**What you have to do**
Retype each line of the data below exactly, beginning with the first and ending with the one that contains "23, row 643.". Pictures do not belong in the copy.

**Supplied records**
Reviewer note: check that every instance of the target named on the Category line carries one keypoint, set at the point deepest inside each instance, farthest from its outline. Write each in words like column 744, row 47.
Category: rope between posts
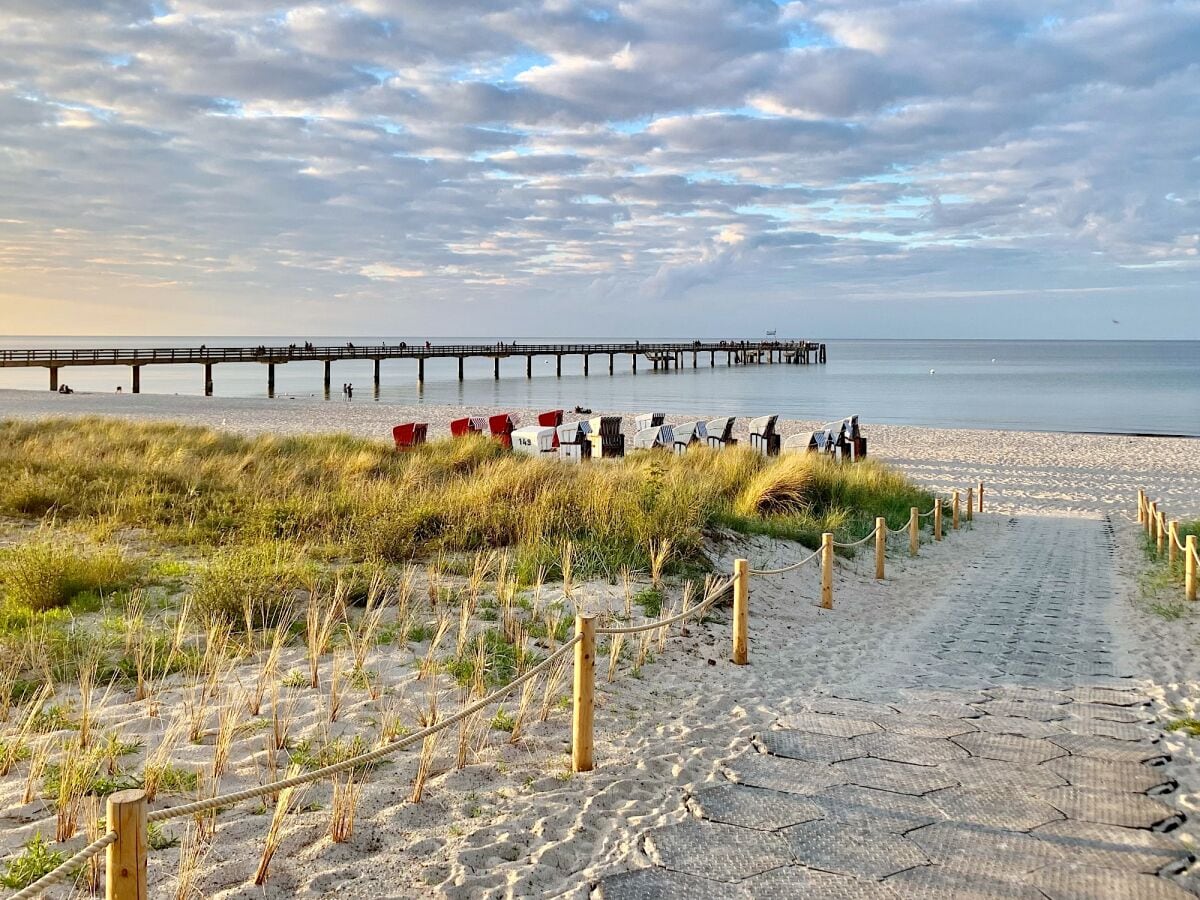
column 191, row 809
column 787, row 568
column 699, row 611
column 66, row 869
column 859, row 541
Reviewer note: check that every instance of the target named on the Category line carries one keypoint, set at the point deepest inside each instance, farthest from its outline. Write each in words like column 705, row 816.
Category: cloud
column 555, row 151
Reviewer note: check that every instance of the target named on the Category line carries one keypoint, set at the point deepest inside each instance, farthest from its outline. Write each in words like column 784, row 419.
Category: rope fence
column 1164, row 535
column 129, row 815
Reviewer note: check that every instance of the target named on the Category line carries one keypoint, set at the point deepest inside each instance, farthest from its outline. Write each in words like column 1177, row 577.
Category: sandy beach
column 515, row 822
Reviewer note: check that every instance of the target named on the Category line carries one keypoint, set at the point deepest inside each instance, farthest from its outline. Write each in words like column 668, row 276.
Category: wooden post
column 881, row 545
column 126, row 861
column 827, row 571
column 1189, row 568
column 741, row 612
column 585, row 694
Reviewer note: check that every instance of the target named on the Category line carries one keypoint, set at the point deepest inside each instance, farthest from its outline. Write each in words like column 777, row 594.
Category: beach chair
column 720, row 432
column 655, row 437
column 797, row 443
column 573, row 444
column 551, row 419
column 688, row 433
column 468, row 425
column 502, row 427
column 409, row 435
column 534, row 439
column 605, row 436
column 763, row 437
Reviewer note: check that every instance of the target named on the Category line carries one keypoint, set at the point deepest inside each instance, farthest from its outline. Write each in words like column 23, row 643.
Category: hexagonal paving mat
column 1113, row 714
column 936, row 882
column 991, row 852
column 754, row 807
column 1108, row 749
column 1113, row 847
column 899, row 777
column 835, row 726
column 1081, row 882
column 837, row 847
column 1015, row 725
column 1131, row 810
column 1009, row 748
column 780, row 774
column 663, row 885
column 928, row 726
column 1129, row 777
column 994, row 807
column 796, row 881
column 1105, row 729
column 805, row 745
column 1108, row 696
column 1037, row 709
column 868, row 809
column 717, row 851
column 905, row 748
column 994, row 773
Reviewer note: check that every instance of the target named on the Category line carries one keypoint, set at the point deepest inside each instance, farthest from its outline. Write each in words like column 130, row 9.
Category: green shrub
column 43, row 574
column 35, row 861
column 261, row 577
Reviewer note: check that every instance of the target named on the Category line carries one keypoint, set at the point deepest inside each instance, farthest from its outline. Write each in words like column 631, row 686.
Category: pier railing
column 129, row 816
column 264, row 353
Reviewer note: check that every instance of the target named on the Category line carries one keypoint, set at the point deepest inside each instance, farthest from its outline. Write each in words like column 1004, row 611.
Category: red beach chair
column 502, row 426
column 409, row 435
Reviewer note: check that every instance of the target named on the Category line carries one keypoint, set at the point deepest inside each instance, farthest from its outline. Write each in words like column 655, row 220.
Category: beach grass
column 263, row 507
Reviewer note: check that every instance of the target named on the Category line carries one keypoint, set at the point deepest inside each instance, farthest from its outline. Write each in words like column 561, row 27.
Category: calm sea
column 1119, row 387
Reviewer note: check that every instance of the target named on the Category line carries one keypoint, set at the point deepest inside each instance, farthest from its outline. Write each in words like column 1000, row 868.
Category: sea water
column 1115, row 387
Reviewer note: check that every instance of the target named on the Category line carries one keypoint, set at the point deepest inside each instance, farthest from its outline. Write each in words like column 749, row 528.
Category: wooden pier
column 659, row 355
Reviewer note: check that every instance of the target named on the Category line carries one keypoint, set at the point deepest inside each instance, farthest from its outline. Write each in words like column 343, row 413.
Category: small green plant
column 159, row 839
column 46, row 574
column 35, row 861
column 503, row 721
column 651, row 600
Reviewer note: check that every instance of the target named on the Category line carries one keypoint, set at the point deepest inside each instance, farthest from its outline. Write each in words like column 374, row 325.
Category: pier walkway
column 660, row 355
column 995, row 753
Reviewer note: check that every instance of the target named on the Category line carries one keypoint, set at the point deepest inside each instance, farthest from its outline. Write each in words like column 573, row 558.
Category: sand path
column 994, row 751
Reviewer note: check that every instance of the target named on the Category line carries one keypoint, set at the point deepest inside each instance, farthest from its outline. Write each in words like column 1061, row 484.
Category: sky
column 929, row 168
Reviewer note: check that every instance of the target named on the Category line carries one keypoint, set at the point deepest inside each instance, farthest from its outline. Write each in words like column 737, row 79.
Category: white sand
column 514, row 822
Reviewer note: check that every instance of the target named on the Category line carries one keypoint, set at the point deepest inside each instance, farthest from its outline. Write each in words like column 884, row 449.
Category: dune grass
column 354, row 499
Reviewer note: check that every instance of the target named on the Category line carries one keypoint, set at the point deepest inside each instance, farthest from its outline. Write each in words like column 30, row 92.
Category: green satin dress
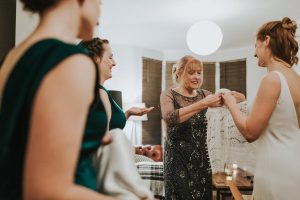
column 118, row 118
column 16, row 106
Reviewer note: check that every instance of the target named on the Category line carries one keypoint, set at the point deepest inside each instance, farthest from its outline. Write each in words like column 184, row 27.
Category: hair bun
column 222, row 91
column 289, row 24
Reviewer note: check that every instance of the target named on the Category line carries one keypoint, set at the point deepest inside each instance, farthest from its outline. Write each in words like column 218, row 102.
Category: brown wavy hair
column 282, row 39
column 38, row 5
column 95, row 46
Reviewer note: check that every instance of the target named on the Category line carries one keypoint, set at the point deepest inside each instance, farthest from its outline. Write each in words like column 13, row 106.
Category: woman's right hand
column 213, row 100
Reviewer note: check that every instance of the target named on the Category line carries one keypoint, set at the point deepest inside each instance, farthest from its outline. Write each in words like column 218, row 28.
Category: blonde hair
column 185, row 64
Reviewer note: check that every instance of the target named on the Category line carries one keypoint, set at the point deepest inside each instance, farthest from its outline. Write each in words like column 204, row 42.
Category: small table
column 221, row 184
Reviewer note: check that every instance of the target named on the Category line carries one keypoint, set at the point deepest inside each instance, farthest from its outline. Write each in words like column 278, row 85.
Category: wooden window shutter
column 152, row 76
column 233, row 75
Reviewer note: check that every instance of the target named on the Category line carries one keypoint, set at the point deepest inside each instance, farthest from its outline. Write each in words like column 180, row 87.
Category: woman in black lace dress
column 187, row 167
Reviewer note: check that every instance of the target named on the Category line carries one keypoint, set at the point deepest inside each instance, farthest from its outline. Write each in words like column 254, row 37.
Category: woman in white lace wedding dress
column 274, row 120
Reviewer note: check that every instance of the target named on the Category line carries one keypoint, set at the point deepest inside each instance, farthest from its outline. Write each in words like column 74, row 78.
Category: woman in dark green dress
column 100, row 51
column 48, row 123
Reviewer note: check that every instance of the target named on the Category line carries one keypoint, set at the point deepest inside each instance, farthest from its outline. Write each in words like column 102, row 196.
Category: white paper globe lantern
column 204, row 37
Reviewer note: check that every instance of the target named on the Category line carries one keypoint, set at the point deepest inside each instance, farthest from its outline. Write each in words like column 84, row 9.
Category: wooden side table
column 221, row 184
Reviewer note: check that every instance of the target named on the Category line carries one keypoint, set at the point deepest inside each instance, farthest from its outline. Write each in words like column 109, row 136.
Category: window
column 209, row 77
column 152, row 76
column 233, row 75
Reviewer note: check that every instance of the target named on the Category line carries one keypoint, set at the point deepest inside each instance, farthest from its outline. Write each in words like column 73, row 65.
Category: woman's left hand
column 238, row 96
column 138, row 111
column 229, row 99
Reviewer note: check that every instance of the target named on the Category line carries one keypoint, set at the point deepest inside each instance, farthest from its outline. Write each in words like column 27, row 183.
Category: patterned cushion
column 142, row 158
column 153, row 174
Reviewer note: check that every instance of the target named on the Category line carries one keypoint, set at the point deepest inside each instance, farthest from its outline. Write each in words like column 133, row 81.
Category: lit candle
column 234, row 166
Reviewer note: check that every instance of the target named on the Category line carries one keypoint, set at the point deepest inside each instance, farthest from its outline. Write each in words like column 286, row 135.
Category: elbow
column 42, row 193
column 251, row 136
column 250, row 139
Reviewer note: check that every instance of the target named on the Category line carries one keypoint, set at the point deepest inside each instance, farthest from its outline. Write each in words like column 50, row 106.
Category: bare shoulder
column 271, row 79
column 270, row 85
column 74, row 74
column 206, row 92
column 166, row 92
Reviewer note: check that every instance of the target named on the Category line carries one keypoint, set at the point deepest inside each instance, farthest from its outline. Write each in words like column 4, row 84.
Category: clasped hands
column 219, row 99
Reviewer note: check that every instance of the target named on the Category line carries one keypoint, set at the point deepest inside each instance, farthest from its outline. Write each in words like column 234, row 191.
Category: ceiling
column 162, row 24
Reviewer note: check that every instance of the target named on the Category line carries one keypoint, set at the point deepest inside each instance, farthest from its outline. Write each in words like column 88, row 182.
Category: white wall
column 128, row 78
column 128, row 73
column 254, row 73
column 25, row 22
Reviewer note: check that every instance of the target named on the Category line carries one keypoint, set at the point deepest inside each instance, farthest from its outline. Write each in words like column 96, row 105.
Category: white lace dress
column 225, row 143
column 277, row 174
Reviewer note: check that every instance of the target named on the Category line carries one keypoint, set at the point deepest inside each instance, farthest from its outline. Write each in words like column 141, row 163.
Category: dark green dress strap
column 16, row 106
column 118, row 118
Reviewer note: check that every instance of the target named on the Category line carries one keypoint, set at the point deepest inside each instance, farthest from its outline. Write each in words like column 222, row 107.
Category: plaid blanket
column 153, row 174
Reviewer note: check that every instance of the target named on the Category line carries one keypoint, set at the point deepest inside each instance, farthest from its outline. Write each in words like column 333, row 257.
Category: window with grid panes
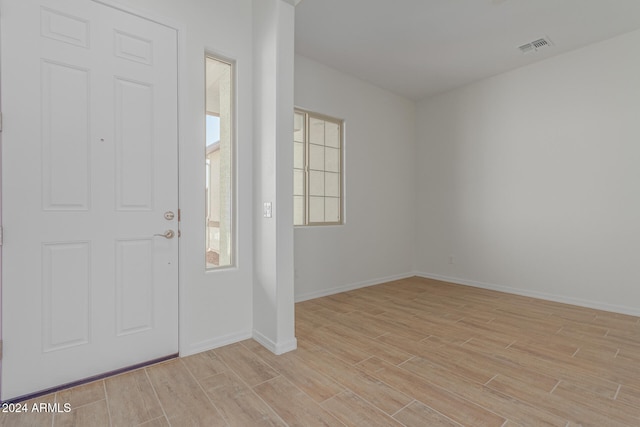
column 317, row 169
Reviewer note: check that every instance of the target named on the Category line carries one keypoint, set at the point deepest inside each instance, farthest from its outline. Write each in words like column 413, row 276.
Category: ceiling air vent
column 535, row 45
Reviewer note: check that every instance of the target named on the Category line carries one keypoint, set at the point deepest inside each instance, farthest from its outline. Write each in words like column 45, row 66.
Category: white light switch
column 266, row 211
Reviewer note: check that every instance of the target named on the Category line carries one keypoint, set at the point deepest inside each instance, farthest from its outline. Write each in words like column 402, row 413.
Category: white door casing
column 89, row 98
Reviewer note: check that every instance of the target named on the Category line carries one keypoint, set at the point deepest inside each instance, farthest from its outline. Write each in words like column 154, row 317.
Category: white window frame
column 303, row 191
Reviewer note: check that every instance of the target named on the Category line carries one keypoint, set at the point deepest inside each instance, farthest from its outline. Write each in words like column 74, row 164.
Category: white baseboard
column 632, row 311
column 350, row 287
column 275, row 348
column 213, row 343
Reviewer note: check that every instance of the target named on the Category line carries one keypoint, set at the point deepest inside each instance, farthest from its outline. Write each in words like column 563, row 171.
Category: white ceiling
column 417, row 48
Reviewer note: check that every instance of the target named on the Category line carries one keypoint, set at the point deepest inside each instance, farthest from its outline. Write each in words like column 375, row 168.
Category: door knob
column 167, row 234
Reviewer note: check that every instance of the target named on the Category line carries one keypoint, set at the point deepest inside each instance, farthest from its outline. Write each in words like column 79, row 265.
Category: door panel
column 89, row 167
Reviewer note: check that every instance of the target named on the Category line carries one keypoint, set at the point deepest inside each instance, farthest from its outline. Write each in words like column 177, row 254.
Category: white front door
column 89, row 185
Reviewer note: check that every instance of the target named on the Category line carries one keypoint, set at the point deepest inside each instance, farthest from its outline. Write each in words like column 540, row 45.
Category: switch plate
column 267, row 211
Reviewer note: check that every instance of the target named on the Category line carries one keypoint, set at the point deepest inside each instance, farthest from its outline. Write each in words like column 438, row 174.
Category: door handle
column 169, row 234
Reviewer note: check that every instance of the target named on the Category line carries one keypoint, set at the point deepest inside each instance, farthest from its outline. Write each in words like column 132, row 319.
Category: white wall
column 215, row 307
column 530, row 179
column 376, row 242
column 273, row 298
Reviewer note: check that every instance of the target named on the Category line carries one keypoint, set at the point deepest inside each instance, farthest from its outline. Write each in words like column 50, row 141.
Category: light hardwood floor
column 413, row 352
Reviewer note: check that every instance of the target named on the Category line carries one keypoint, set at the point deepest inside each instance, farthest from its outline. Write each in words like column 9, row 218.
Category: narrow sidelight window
column 317, row 169
column 219, row 164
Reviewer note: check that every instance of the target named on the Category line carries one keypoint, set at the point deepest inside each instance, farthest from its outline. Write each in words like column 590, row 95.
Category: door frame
column 181, row 109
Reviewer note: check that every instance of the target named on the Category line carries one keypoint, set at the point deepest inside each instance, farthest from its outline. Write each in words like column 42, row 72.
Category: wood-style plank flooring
column 412, row 352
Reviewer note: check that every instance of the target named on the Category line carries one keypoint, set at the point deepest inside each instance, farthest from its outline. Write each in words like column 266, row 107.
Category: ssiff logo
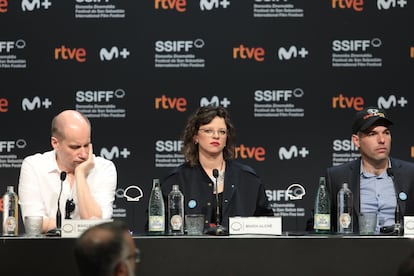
column 3, row 6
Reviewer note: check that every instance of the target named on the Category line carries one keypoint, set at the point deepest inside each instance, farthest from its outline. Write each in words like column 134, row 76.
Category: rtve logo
column 293, row 52
column 213, row 4
column 169, row 145
column 341, row 101
column 29, row 5
column 90, row 96
column 243, row 52
column 277, row 195
column 292, row 152
column 8, row 146
column 115, row 152
column 113, row 53
column 3, row 6
column 35, row 103
column 215, row 101
column 277, row 95
column 355, row 45
column 4, row 105
column 164, row 102
column 343, row 145
column 356, row 5
column 257, row 153
column 388, row 4
column 178, row 5
column 78, row 54
column 10, row 45
column 178, row 45
column 391, row 102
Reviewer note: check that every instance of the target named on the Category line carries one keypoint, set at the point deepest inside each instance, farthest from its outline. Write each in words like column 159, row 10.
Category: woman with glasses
column 213, row 183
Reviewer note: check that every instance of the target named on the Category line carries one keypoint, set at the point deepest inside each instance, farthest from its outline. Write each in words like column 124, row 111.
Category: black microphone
column 397, row 225
column 58, row 213
column 215, row 175
column 218, row 229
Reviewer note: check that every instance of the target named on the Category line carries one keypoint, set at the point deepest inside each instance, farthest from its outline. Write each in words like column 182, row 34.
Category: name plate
column 73, row 228
column 409, row 226
column 255, row 225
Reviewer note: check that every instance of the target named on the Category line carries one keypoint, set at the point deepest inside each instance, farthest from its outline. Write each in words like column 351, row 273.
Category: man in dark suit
column 377, row 181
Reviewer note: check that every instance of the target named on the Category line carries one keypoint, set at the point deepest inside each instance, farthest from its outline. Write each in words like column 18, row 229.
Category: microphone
column 58, row 213
column 397, row 225
column 57, row 231
column 218, row 229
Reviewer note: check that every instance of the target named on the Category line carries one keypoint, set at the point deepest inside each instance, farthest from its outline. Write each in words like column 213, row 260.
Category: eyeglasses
column 136, row 256
column 69, row 208
column 210, row 132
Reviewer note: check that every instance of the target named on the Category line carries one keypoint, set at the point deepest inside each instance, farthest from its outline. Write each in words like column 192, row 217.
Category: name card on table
column 409, row 226
column 255, row 225
column 73, row 228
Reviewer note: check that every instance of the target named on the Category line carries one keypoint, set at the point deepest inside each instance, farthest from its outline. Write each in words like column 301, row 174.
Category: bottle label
column 156, row 223
column 176, row 222
column 10, row 225
column 345, row 220
column 322, row 222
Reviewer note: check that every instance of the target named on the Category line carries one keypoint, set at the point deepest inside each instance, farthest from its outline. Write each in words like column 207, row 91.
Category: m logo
column 293, row 152
column 36, row 103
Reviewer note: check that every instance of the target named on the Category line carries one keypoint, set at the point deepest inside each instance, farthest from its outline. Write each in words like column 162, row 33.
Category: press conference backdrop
column 291, row 72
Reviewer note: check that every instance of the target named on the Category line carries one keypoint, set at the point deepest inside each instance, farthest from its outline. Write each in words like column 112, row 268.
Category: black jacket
column 243, row 195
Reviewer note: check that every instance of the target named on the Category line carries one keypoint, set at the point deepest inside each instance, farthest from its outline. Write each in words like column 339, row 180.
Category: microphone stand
column 398, row 229
column 218, row 229
column 57, row 230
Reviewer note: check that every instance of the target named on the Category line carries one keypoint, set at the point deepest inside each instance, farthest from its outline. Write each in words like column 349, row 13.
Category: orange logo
column 248, row 53
column 179, row 5
column 357, row 5
column 79, row 54
column 171, row 103
column 257, row 153
column 343, row 102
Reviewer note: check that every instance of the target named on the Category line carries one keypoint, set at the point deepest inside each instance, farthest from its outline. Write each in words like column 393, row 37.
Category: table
column 226, row 255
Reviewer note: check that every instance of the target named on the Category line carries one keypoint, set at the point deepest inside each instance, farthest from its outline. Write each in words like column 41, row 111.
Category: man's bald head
column 66, row 120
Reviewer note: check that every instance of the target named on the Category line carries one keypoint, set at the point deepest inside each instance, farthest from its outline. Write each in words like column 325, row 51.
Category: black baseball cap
column 368, row 117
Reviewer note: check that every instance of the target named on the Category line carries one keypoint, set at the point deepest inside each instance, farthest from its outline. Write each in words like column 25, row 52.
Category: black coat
column 243, row 195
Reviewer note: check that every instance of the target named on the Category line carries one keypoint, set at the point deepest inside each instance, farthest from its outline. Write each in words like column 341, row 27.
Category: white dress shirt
column 40, row 184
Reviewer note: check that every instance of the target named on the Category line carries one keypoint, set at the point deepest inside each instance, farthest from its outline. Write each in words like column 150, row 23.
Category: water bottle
column 175, row 211
column 344, row 212
column 156, row 211
column 322, row 213
column 10, row 213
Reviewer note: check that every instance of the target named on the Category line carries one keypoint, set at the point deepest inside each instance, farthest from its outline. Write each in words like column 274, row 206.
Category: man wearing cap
column 377, row 181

**Answer space**
Reviewer note: check that every instance of the target named on the Category line carries one keypoint, set at the point deepest inside each instance, farthest from its outline. Write each in words like column 744, row 47.
Category: rope between posts
column 191, row 809
column 787, row 568
column 699, row 611
column 66, row 869
column 859, row 541
Reviewer note: check that every instance of the target named on the Category line carries one keypoint, set at the point deepest inside each instance, farthest from its outline. Write each in words like column 705, row 816.
Category: cloud
column 555, row 151
Reviewer note: check that every instance of the target named on the Category line carries one keypoint, set at the point deepest inside each instance, farthest from its outline. Write each in words like column 784, row 419.
Category: rope fence
column 1164, row 535
column 129, row 815
Reviewer note: check that every instance of the target named on the Category line carries one keypoint, set at the point deepest inside each instance, farthest from its outline. Write each in words like column 1177, row 577.
Category: sandy beach
column 515, row 822
Reviewer note: check that every instance of the target named on the Category line carries one keypoint, set at the point deepest inside each instance, farthest from its outline. Write each in words like column 668, row 276.
Category: wooden post
column 881, row 545
column 126, row 861
column 827, row 571
column 1189, row 568
column 741, row 612
column 585, row 694
Reviewer note: check that every instance of the target named on the Category line carries one keypoint, set at the point deepest inside each instance, farthest from its outline. Write each in words like column 777, row 594.
Category: beach chair
column 720, row 432
column 655, row 437
column 797, row 443
column 573, row 444
column 551, row 419
column 688, row 433
column 468, row 425
column 502, row 427
column 409, row 435
column 534, row 439
column 605, row 436
column 763, row 437
Reviewer note: check that every instance of the target named on the Category line carries one keypoint, set at the point deepest inside each instance, farthest from its outline. Write each in words like column 23, row 643.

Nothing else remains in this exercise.